- **TASK DIRECTIONS**: From the data below, take everything from the line containing "for the solar" down to the line containing "[439,395,517,416]", both included. Arrange those lines as a JSON list of strings, one string per line, omitting blank lines.

+++

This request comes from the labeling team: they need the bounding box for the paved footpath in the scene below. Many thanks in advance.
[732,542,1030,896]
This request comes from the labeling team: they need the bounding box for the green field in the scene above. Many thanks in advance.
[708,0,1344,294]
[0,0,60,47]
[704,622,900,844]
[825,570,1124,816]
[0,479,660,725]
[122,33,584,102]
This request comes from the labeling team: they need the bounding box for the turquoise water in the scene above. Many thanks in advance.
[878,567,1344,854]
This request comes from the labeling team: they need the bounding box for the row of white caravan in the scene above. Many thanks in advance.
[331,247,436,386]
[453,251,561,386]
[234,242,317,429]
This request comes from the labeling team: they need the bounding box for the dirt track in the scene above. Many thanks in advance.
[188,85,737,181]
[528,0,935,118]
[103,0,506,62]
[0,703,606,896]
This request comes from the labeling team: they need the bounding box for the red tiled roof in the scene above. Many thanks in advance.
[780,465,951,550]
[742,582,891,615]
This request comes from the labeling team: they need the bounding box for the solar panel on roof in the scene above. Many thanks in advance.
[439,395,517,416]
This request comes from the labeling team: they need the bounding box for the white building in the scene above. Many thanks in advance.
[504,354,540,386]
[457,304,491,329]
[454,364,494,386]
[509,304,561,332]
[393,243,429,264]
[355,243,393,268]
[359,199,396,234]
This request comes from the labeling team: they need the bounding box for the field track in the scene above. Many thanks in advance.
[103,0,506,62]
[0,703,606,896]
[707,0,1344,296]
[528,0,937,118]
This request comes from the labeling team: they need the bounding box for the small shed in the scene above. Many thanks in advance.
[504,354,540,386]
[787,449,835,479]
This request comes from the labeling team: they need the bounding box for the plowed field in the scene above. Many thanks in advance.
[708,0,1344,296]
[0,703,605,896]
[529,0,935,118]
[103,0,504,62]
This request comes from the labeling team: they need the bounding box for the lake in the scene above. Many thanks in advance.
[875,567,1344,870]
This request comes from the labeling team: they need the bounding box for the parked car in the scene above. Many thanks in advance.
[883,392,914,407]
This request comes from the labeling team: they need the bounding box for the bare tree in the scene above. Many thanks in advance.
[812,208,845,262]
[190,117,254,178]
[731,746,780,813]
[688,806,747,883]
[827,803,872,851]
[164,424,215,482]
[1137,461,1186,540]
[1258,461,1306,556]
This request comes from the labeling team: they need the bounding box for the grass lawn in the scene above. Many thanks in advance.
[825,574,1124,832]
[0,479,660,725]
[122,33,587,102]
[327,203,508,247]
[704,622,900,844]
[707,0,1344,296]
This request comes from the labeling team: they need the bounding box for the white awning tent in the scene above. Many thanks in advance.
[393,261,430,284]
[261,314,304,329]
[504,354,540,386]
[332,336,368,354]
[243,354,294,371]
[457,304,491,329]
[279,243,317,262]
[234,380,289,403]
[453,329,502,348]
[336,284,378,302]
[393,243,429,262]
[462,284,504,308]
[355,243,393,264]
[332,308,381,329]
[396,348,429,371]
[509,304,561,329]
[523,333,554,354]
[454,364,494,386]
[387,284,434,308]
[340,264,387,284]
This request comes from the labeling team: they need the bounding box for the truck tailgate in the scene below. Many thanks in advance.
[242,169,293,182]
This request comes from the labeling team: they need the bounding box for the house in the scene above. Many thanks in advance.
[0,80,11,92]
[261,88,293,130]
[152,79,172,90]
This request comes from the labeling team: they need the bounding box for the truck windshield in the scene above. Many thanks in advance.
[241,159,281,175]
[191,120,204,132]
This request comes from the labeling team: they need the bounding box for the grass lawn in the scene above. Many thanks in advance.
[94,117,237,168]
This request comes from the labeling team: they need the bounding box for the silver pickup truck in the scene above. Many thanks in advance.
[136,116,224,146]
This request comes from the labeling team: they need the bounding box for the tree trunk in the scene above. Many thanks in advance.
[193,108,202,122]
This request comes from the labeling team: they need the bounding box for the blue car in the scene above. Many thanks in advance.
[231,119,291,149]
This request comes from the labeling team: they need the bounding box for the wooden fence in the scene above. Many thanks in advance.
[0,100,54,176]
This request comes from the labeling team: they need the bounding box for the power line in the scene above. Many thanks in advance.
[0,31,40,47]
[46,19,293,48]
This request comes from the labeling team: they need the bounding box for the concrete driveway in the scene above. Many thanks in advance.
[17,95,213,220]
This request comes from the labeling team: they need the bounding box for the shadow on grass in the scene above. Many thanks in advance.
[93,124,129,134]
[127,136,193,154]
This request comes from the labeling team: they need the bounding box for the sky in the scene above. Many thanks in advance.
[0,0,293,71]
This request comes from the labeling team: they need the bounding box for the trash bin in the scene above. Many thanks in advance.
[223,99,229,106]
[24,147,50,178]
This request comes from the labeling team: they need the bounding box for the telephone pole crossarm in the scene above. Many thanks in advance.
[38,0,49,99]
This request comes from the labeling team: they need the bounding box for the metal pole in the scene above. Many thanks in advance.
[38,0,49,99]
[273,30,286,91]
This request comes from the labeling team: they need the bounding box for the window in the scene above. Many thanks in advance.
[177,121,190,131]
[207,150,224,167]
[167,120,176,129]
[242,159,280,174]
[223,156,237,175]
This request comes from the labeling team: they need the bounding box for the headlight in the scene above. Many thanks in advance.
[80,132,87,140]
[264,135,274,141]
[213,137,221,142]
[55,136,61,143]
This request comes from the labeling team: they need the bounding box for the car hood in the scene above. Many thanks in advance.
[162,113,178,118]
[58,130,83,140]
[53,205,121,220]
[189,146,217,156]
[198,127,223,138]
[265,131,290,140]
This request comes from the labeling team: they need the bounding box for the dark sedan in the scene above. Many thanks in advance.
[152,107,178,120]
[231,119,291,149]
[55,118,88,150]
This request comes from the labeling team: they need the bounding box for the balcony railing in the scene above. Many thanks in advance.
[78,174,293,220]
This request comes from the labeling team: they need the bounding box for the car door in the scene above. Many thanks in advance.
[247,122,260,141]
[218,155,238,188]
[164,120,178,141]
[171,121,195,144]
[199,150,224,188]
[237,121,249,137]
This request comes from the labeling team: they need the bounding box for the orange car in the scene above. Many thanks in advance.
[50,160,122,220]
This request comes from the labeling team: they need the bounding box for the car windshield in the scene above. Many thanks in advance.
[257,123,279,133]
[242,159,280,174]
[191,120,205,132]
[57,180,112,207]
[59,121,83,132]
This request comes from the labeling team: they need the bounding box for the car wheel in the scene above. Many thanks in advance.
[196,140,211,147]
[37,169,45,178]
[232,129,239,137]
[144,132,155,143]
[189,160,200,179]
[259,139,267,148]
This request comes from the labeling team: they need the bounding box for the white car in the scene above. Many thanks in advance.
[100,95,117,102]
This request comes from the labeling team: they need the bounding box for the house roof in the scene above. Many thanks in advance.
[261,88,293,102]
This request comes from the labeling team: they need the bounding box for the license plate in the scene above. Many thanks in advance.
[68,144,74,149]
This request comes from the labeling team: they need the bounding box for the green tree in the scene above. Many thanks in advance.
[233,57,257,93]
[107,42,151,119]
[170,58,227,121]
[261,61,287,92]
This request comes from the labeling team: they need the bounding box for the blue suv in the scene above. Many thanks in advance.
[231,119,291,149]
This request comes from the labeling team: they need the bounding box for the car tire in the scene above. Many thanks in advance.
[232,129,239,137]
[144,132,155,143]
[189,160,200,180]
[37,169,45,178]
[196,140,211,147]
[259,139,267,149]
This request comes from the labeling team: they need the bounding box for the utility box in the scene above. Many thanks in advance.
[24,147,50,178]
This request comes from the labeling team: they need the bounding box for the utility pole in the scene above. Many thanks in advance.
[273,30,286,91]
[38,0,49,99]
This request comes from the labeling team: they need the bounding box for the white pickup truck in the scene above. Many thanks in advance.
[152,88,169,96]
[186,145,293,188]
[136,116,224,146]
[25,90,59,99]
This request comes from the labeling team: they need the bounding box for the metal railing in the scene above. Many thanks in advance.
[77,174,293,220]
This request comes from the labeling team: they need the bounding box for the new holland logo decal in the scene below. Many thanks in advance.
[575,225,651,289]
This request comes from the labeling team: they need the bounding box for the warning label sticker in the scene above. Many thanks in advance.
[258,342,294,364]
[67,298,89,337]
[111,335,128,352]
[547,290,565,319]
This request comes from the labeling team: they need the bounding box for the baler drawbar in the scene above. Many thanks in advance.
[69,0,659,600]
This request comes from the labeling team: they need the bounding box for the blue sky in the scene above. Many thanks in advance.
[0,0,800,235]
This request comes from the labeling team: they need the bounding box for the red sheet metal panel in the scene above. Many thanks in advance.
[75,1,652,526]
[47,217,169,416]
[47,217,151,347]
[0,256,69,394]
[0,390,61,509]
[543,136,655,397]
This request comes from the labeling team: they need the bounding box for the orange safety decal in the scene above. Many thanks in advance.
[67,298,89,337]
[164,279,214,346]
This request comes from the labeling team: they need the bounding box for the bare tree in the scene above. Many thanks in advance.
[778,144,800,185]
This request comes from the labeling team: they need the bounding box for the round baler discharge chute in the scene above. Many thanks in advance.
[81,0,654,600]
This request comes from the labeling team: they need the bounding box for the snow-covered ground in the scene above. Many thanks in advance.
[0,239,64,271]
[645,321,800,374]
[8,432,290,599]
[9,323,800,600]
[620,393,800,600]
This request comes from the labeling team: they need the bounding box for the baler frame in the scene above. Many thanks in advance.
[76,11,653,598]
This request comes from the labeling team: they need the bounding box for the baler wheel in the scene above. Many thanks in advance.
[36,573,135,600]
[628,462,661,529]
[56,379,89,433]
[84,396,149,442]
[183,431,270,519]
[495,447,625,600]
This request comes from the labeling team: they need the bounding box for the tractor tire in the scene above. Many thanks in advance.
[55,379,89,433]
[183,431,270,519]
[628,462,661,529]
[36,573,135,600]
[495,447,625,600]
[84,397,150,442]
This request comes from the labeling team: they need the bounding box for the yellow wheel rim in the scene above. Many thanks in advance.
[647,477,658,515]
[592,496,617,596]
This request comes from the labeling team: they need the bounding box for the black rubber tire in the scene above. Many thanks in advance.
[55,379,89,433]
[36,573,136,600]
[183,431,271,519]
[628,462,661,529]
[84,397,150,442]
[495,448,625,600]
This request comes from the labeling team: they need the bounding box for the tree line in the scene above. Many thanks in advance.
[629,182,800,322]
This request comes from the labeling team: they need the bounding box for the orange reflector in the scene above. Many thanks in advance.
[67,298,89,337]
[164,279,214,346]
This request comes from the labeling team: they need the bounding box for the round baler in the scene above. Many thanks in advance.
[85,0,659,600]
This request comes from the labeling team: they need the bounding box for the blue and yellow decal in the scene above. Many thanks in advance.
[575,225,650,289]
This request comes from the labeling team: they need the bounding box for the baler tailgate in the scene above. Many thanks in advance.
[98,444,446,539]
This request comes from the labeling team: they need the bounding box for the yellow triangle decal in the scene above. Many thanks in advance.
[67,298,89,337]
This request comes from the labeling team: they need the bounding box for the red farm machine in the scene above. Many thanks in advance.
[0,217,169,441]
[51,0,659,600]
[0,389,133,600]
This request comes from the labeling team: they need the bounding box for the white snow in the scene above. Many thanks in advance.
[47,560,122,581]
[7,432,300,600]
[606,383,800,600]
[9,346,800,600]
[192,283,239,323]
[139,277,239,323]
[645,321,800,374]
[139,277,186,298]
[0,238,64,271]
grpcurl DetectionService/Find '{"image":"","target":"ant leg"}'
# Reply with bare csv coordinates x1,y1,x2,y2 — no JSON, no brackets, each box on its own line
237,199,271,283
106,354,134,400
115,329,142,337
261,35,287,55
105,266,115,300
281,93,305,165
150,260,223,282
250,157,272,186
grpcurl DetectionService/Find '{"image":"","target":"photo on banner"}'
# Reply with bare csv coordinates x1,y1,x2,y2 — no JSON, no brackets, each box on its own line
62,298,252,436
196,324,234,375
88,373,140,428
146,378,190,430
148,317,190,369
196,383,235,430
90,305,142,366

+++

- **CORRECT RESULT**:
[
  "This request comes from the labeling team: they need the bounding box for the solar panel on roof in the scene above. Many thanks in advance.",
  "[439,395,517,416]"
]